- Exercise brief:
Pick out every line in the items below that contains the string "light", treating uppercase and lowercase letters as different.

## begin Record excerpts

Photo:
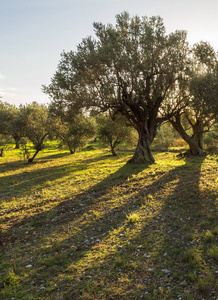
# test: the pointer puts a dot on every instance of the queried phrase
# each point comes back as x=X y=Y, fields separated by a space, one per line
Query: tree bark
x=1 y=152
x=195 y=141
x=113 y=151
x=143 y=150
x=71 y=151
x=16 y=138
x=32 y=158
x=17 y=144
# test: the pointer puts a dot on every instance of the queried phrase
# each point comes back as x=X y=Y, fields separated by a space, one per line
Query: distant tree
x=131 y=68
x=75 y=134
x=198 y=108
x=113 y=131
x=38 y=125
x=11 y=123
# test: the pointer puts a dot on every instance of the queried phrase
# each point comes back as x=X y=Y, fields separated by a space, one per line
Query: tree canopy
x=130 y=67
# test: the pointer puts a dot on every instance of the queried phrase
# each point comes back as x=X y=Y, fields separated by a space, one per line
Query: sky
x=35 y=32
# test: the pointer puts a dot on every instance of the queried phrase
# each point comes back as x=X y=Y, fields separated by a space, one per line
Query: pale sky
x=34 y=33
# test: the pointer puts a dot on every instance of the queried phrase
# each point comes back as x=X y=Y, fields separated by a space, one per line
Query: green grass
x=90 y=226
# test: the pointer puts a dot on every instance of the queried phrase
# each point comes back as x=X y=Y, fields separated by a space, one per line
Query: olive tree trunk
x=143 y=150
x=195 y=141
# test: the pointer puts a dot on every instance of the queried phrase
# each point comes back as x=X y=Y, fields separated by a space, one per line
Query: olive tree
x=130 y=68
x=75 y=134
x=37 y=125
x=197 y=107
x=113 y=131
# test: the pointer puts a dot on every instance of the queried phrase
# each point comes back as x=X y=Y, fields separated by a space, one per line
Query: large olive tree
x=130 y=67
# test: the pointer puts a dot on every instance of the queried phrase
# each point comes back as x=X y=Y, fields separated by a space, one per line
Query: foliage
x=196 y=103
x=37 y=125
x=130 y=67
x=75 y=134
x=166 y=137
x=114 y=130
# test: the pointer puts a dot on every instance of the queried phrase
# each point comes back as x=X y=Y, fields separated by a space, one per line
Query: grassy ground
x=90 y=226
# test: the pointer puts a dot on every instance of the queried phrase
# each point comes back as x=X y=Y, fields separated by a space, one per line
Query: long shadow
x=75 y=208
x=27 y=181
x=164 y=250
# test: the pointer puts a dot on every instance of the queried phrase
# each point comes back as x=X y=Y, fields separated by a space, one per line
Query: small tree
x=114 y=131
x=130 y=67
x=198 y=109
x=75 y=134
x=38 y=125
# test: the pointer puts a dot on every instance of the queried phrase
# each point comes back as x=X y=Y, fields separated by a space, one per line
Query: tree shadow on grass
x=71 y=255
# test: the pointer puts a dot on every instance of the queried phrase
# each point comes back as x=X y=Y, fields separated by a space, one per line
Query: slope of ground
x=90 y=226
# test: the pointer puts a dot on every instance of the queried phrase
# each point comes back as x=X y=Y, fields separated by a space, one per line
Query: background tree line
x=131 y=78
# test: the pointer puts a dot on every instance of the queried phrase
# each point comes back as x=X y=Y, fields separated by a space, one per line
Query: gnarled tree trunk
x=143 y=150
x=195 y=141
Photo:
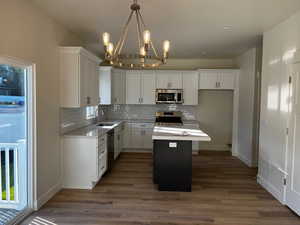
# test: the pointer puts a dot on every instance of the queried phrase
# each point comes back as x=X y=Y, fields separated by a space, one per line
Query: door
x=208 y=80
x=133 y=87
x=148 y=86
x=16 y=98
x=227 y=80
x=293 y=165
x=190 y=88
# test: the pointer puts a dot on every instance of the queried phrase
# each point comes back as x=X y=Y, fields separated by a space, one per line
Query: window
x=91 y=112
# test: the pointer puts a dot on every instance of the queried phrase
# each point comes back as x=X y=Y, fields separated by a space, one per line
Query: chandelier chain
x=138 y=30
x=144 y=58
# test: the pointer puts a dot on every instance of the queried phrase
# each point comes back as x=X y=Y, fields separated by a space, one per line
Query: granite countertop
x=178 y=133
x=96 y=131
x=92 y=130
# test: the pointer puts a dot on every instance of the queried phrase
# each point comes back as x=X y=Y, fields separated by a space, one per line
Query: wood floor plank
x=225 y=192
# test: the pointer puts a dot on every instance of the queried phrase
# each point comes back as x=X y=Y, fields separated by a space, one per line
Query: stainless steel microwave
x=169 y=96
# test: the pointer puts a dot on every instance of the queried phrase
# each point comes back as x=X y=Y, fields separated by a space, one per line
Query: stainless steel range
x=163 y=118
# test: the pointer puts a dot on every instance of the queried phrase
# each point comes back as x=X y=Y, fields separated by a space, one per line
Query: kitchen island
x=172 y=156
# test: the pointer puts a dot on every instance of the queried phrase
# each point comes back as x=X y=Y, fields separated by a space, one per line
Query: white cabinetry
x=105 y=80
x=112 y=86
x=140 y=87
x=84 y=161
x=79 y=84
x=118 y=86
x=138 y=136
x=217 y=79
x=168 y=79
x=193 y=126
x=118 y=140
x=190 y=87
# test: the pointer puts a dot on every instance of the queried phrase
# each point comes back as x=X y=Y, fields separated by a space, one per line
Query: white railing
x=9 y=181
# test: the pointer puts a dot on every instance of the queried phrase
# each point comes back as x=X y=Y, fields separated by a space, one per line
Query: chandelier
x=147 y=57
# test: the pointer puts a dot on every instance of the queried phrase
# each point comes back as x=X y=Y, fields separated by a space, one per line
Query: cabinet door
x=84 y=80
x=93 y=83
x=105 y=89
x=136 y=136
x=208 y=80
x=162 y=80
x=148 y=87
x=195 y=143
x=127 y=136
x=147 y=135
x=175 y=79
x=190 y=88
x=133 y=87
x=227 y=80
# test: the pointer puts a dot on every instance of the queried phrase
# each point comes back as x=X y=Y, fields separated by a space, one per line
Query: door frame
x=294 y=77
x=31 y=131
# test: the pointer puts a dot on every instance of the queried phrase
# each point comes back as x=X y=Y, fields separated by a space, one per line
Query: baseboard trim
x=245 y=160
x=270 y=188
x=132 y=150
x=215 y=148
x=44 y=198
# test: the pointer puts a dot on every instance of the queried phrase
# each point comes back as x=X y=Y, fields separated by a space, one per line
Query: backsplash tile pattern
x=74 y=118
x=145 y=112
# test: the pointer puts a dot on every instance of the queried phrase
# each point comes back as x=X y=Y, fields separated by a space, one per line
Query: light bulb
x=110 y=48
x=166 y=46
x=147 y=36
x=106 y=38
x=142 y=51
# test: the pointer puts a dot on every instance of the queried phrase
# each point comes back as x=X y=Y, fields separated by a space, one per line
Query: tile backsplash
x=74 y=118
x=144 y=112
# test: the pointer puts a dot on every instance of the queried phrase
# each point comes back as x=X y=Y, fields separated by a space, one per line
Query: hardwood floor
x=225 y=192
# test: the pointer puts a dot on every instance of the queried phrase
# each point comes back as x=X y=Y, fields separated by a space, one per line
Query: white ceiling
x=194 y=27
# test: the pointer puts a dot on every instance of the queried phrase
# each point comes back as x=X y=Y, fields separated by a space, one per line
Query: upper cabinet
x=79 y=81
x=105 y=80
x=118 y=86
x=140 y=87
x=217 y=79
x=168 y=79
x=190 y=87
x=112 y=86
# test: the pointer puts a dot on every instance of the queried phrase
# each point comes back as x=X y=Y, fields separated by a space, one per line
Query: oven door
x=165 y=97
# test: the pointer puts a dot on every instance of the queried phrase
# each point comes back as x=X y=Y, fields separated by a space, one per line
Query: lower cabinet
x=138 y=136
x=84 y=161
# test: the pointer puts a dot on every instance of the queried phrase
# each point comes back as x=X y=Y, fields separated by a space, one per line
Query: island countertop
x=179 y=133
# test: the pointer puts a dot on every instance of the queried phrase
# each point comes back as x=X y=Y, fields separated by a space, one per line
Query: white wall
x=215 y=115
x=27 y=33
x=247 y=88
x=279 y=45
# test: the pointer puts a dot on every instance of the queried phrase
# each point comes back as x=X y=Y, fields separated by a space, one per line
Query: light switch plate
x=172 y=145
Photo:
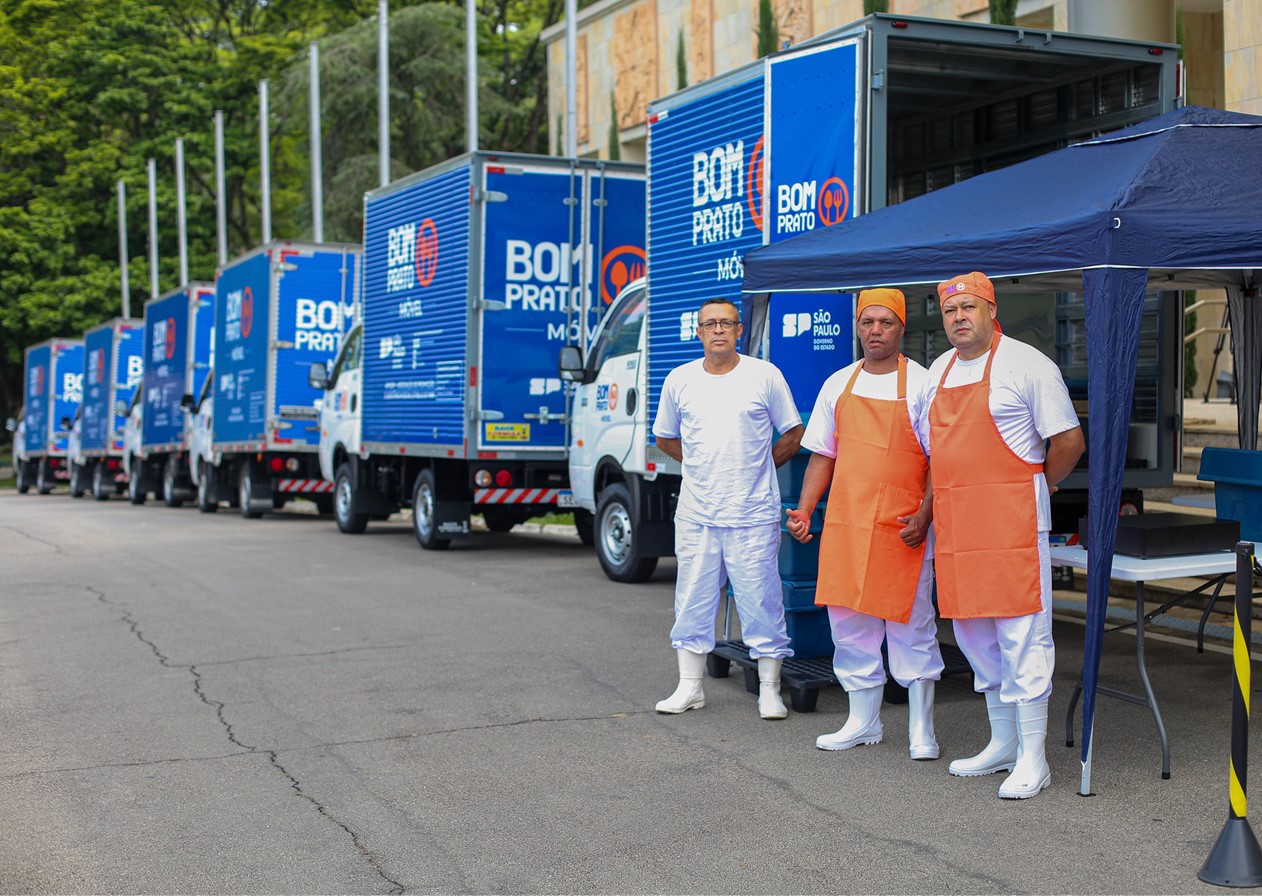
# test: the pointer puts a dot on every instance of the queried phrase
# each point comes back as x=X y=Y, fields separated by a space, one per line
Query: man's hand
x=916 y=526
x=799 y=525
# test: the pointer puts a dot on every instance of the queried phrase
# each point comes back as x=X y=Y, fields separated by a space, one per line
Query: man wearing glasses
x=717 y=417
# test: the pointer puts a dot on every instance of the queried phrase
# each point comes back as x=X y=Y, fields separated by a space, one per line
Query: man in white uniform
x=717 y=417
x=1002 y=432
x=876 y=574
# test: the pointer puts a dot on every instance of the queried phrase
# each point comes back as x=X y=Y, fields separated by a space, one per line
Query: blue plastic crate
x=1237 y=477
x=799 y=595
x=809 y=634
x=790 y=475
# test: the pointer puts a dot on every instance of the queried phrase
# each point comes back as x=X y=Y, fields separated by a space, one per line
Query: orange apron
x=878 y=476
x=986 y=515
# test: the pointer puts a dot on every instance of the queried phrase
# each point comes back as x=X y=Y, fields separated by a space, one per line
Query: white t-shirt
x=1029 y=401
x=726 y=424
x=820 y=437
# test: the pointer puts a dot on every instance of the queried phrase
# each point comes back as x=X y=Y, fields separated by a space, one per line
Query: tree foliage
x=1003 y=11
x=769 y=29
x=90 y=90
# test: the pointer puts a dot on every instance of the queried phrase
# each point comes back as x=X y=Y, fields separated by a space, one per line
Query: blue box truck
x=112 y=366
x=446 y=398
x=52 y=389
x=177 y=360
x=278 y=308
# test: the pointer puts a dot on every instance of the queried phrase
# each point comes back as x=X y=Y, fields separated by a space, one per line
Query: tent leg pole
x=1084 y=785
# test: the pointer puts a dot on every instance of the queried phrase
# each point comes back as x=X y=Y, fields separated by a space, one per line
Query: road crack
x=235 y=740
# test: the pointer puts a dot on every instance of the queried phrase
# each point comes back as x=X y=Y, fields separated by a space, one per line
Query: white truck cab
x=630 y=499
x=340 y=410
x=200 y=437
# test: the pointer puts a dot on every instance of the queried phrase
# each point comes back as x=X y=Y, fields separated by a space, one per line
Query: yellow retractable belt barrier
x=1236 y=860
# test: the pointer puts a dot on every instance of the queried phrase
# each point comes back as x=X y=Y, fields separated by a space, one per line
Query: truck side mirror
x=571 y=365
x=318 y=376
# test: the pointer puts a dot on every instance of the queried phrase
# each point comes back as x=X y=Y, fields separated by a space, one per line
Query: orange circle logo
x=619 y=268
x=833 y=202
x=754 y=197
x=246 y=313
x=427 y=253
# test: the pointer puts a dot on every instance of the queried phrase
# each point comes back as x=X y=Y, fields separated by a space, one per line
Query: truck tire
x=423 y=524
x=136 y=487
x=206 y=489
x=343 y=499
x=615 y=538
x=245 y=491
x=44 y=481
x=171 y=491
x=500 y=519
x=584 y=524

## end Record excerpts

- Task result:
Query: light bulb
Query: light switch plate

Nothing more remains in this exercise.